◆ REQUIRED TASK
Rewrite the records below, changing every "Sample of the format" to "Example of the format" and leaving everything else as it is; omit the pictures from your answer.

--- start of EXERCISE INPUTS ---

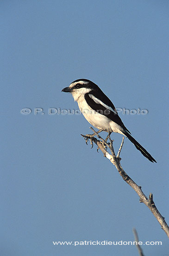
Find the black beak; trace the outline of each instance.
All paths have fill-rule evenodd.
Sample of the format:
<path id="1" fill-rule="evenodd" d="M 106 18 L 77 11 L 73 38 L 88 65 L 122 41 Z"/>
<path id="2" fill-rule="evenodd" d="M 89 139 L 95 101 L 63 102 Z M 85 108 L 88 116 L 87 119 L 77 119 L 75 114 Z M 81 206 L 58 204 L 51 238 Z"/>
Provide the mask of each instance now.
<path id="1" fill-rule="evenodd" d="M 71 88 L 69 88 L 69 87 L 66 87 L 62 90 L 62 92 L 64 92 L 64 93 L 71 93 L 72 90 Z"/>

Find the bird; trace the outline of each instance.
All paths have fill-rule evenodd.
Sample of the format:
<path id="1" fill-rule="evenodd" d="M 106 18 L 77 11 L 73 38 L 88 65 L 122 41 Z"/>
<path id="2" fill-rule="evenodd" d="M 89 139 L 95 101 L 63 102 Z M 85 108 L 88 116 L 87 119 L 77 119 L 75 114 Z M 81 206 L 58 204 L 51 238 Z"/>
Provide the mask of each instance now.
<path id="1" fill-rule="evenodd" d="M 98 85 L 88 79 L 75 80 L 62 90 L 70 93 L 86 119 L 93 126 L 109 133 L 118 133 L 127 137 L 144 156 L 152 162 L 156 161 L 131 135 L 116 109 Z"/>

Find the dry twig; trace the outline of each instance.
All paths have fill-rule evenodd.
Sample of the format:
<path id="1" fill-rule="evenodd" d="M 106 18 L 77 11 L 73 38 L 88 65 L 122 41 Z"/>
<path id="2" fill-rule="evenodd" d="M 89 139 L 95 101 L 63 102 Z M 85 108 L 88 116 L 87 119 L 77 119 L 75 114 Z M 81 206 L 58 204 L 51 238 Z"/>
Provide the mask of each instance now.
<path id="1" fill-rule="evenodd" d="M 165 232 L 169 238 L 169 226 L 164 220 L 164 217 L 161 215 L 156 207 L 153 200 L 152 194 L 151 193 L 150 194 L 149 197 L 148 198 L 143 192 L 141 189 L 141 187 L 138 186 L 138 185 L 131 179 L 131 178 L 125 172 L 120 164 L 120 162 L 121 158 L 119 157 L 119 155 L 123 146 L 124 138 L 123 138 L 122 142 L 121 144 L 117 156 L 116 156 L 113 146 L 113 141 L 110 139 L 110 135 L 109 137 L 110 143 L 107 143 L 96 133 L 93 128 L 91 127 L 90 128 L 94 131 L 98 139 L 100 140 L 98 140 L 94 136 L 90 137 L 90 135 L 85 135 L 81 134 L 81 135 L 85 138 L 86 141 L 87 139 L 90 139 L 92 141 L 92 143 L 93 142 L 95 143 L 98 146 L 98 149 L 100 148 L 103 152 L 104 156 L 109 159 L 110 162 L 115 166 L 123 180 L 130 185 L 138 195 L 140 198 L 140 202 L 143 202 L 147 207 L 148 207 L 161 225 L 162 229 Z M 110 149 L 111 155 L 107 152 L 106 147 Z"/>

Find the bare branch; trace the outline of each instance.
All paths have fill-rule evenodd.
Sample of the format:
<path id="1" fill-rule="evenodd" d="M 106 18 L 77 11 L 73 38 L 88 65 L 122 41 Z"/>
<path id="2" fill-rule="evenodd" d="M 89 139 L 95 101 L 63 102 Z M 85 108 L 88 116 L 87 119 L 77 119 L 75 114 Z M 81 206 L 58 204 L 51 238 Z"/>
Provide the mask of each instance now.
<path id="1" fill-rule="evenodd" d="M 122 141 L 121 145 L 120 145 L 120 148 L 119 149 L 119 152 L 118 152 L 118 154 L 117 155 L 117 158 L 119 158 L 119 157 L 120 157 L 120 152 L 121 152 L 121 150 L 122 148 L 124 139 L 125 139 L 125 137 L 123 136 L 123 139 L 122 139 Z"/>
<path id="2" fill-rule="evenodd" d="M 121 164 L 120 164 L 120 158 L 116 157 L 114 149 L 113 146 L 113 141 L 110 139 L 110 143 L 107 143 L 101 137 L 97 134 L 96 132 L 94 131 L 93 128 L 91 128 L 91 129 L 94 132 L 94 134 L 97 135 L 98 138 L 100 140 L 97 140 L 94 137 L 90 137 L 90 135 L 81 135 L 83 137 L 85 138 L 85 140 L 87 138 L 88 139 L 91 139 L 92 141 L 94 142 L 98 146 L 104 154 L 104 156 L 106 156 L 107 158 L 109 159 L 111 162 L 115 165 L 116 169 L 119 172 L 120 175 L 122 176 L 123 180 L 127 182 L 131 188 L 136 191 L 140 198 L 140 202 L 143 202 L 151 211 L 155 218 L 158 221 L 160 224 L 161 225 L 162 229 L 166 233 L 167 236 L 169 238 L 169 228 L 167 225 L 166 222 L 164 220 L 164 217 L 163 217 L 160 213 L 156 207 L 154 202 L 153 200 L 153 195 L 152 194 L 150 194 L 149 195 L 149 199 L 144 194 L 141 189 L 141 187 L 138 186 L 131 179 L 131 178 L 123 170 Z M 110 138 L 110 135 L 109 138 Z M 121 144 L 121 148 L 122 147 L 122 143 Z M 121 146 L 119 150 L 119 154 L 121 152 Z M 109 148 L 111 152 L 111 155 L 110 154 L 106 149 L 106 148 Z M 119 152 L 118 152 L 119 154 Z"/>
<path id="3" fill-rule="evenodd" d="M 133 233 L 134 233 L 134 238 L 135 238 L 135 241 L 137 242 L 136 247 L 138 249 L 138 253 L 139 253 L 139 256 L 144 256 L 144 255 L 143 254 L 143 250 L 141 249 L 140 245 L 138 243 L 138 242 L 139 242 L 139 240 L 138 240 L 138 233 L 137 233 L 137 232 L 136 231 L 136 229 L 134 228 L 133 229 Z"/>

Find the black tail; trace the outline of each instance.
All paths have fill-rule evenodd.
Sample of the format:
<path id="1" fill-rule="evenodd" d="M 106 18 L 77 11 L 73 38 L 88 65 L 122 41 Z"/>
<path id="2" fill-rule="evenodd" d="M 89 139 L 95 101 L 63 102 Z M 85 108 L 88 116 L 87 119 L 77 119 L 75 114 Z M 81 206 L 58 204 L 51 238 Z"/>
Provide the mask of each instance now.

--- end of EXERCISE INPUTS ---

◆ ANSWER TO THE TASK
Find the black beak; trace the outline of each instance.
All paths have fill-rule evenodd.
Example of the format:
<path id="1" fill-rule="evenodd" d="M 106 18 L 77 11 L 73 38 L 88 65 L 122 41 Z"/>
<path id="2" fill-rule="evenodd" d="M 89 139 L 95 101 L 63 102 Z M 85 108 L 88 116 L 87 119 L 77 119 L 75 114 Z M 81 206 L 58 204 L 51 238 Z"/>
Provide the mask of each instance now.
<path id="1" fill-rule="evenodd" d="M 71 88 L 69 88 L 69 87 L 66 87 L 62 90 L 62 92 L 64 92 L 64 93 L 71 93 L 72 90 Z"/>

Find the bird; trace the outline of each instance.
All paths have fill-rule evenodd.
Example of the format:
<path id="1" fill-rule="evenodd" d="M 106 18 L 77 11 L 73 38 L 88 65 L 122 41 Z"/>
<path id="2" fill-rule="evenodd" d="M 89 139 L 95 101 L 63 102 Z M 85 108 L 88 116 L 87 119 L 77 119 L 75 114 Z M 81 206 L 58 204 L 51 238 Z"/>
Provide the mask of each instance now.
<path id="1" fill-rule="evenodd" d="M 98 85 L 88 79 L 75 80 L 62 90 L 70 93 L 86 119 L 93 126 L 109 133 L 118 133 L 127 137 L 144 156 L 152 162 L 156 161 L 131 135 L 116 109 Z"/>

Find the dry twig; trace the outline of each instance.
All paths have fill-rule evenodd.
Example of the format:
<path id="1" fill-rule="evenodd" d="M 106 18 L 77 11 L 73 38 L 88 65 L 122 41 Z"/>
<path id="2" fill-rule="evenodd" d="M 89 139 L 95 101 L 63 102 Z M 85 108 L 88 116 L 87 119 L 77 119 L 75 114 Z M 81 206 L 58 204 L 51 238 Z"/>
Provide the mask of each instance now.
<path id="1" fill-rule="evenodd" d="M 165 232 L 169 238 L 169 226 L 164 220 L 164 217 L 161 215 L 156 207 L 153 200 L 152 194 L 151 193 L 150 194 L 149 197 L 148 198 L 143 192 L 141 189 L 141 187 L 138 186 L 138 185 L 131 179 L 131 178 L 125 172 L 120 164 L 120 162 L 121 158 L 119 157 L 119 155 L 123 146 L 124 138 L 123 138 L 122 142 L 121 144 L 117 156 L 116 156 L 113 146 L 113 141 L 110 139 L 110 135 L 109 137 L 110 143 L 107 143 L 96 133 L 93 128 L 91 127 L 90 128 L 94 131 L 98 139 L 100 140 L 98 140 L 94 136 L 90 137 L 90 135 L 85 135 L 81 134 L 81 135 L 85 138 L 86 141 L 87 139 L 90 139 L 92 141 L 92 143 L 93 142 L 95 143 L 98 146 L 98 149 L 100 148 L 103 152 L 104 156 L 109 159 L 110 162 L 115 166 L 123 180 L 130 185 L 138 195 L 140 198 L 140 202 L 143 202 L 147 207 L 148 207 L 161 225 L 162 229 Z M 110 149 L 111 155 L 107 152 L 106 147 Z"/>

Find the bare branch; trace the outline of each instance.
All paths have fill-rule evenodd.
Example of the format:
<path id="1" fill-rule="evenodd" d="M 106 18 L 77 11 L 73 38 L 88 65 L 122 41 Z"/>
<path id="2" fill-rule="evenodd" d="M 89 139 L 95 101 L 63 102 Z M 85 108 L 88 116 L 87 119 L 77 119 L 75 114 Z M 81 206 L 58 204 L 51 238 Z"/>
Provide the mask of each instance now.
<path id="1" fill-rule="evenodd" d="M 122 141 L 121 145 L 120 145 L 120 148 L 119 149 L 119 152 L 118 152 L 118 154 L 117 155 L 117 158 L 119 158 L 119 157 L 120 157 L 120 152 L 121 152 L 121 150 L 122 148 L 124 139 L 125 139 L 125 137 L 123 136 L 123 139 L 122 139 Z"/>
<path id="2" fill-rule="evenodd" d="M 121 164 L 120 164 L 120 158 L 116 157 L 114 149 L 113 146 L 113 141 L 110 139 L 110 143 L 107 143 L 101 137 L 97 134 L 96 132 L 94 131 L 93 128 L 91 128 L 91 129 L 94 132 L 94 134 L 97 135 L 98 138 L 100 140 L 97 140 L 94 137 L 90 137 L 90 135 L 81 135 L 83 137 L 85 138 L 85 140 L 87 138 L 88 139 L 91 139 L 92 141 L 94 142 L 98 146 L 104 154 L 104 156 L 106 156 L 107 158 L 109 159 L 111 162 L 115 165 L 116 169 L 119 172 L 120 175 L 122 176 L 123 180 L 127 182 L 131 188 L 136 191 L 140 198 L 140 202 L 143 202 L 151 211 L 155 218 L 158 221 L 160 224 L 161 225 L 162 229 L 166 233 L 167 236 L 169 238 L 169 228 L 167 225 L 166 222 L 164 220 L 164 217 L 163 217 L 160 213 L 156 207 L 154 202 L 153 200 L 153 195 L 152 194 L 150 194 L 149 195 L 149 199 L 144 194 L 141 189 L 141 187 L 138 186 L 131 179 L 131 178 L 123 170 Z M 110 138 L 110 135 L 109 138 Z M 121 144 L 121 148 L 122 147 L 122 143 Z M 121 146 L 119 150 L 119 154 L 121 152 Z M 109 148 L 111 152 L 111 155 L 110 154 L 106 149 L 106 148 Z M 119 152 L 118 152 L 119 154 Z"/>
<path id="3" fill-rule="evenodd" d="M 133 233 L 134 233 L 134 238 L 135 238 L 135 241 L 137 242 L 136 247 L 138 249 L 138 253 L 139 253 L 139 256 L 144 256 L 144 255 L 143 254 L 143 250 L 141 249 L 140 245 L 138 243 L 138 242 L 139 242 L 139 240 L 138 240 L 138 233 L 137 233 L 137 232 L 136 231 L 136 229 L 134 228 L 133 229 Z"/>

Find the black tail; trace the outline of each instance.
All paths have fill-rule evenodd.
Example of the format:
<path id="1" fill-rule="evenodd" d="M 106 18 L 77 11 L 73 38 L 88 65 L 122 41 Z"/>
<path id="2" fill-rule="evenodd" d="M 89 139 L 95 101 L 63 102 Z M 85 108 L 88 116 L 87 119 L 77 119 L 75 114 Z M 81 206 L 58 204 L 51 238 Z"/>
Provide the mask of each instance now.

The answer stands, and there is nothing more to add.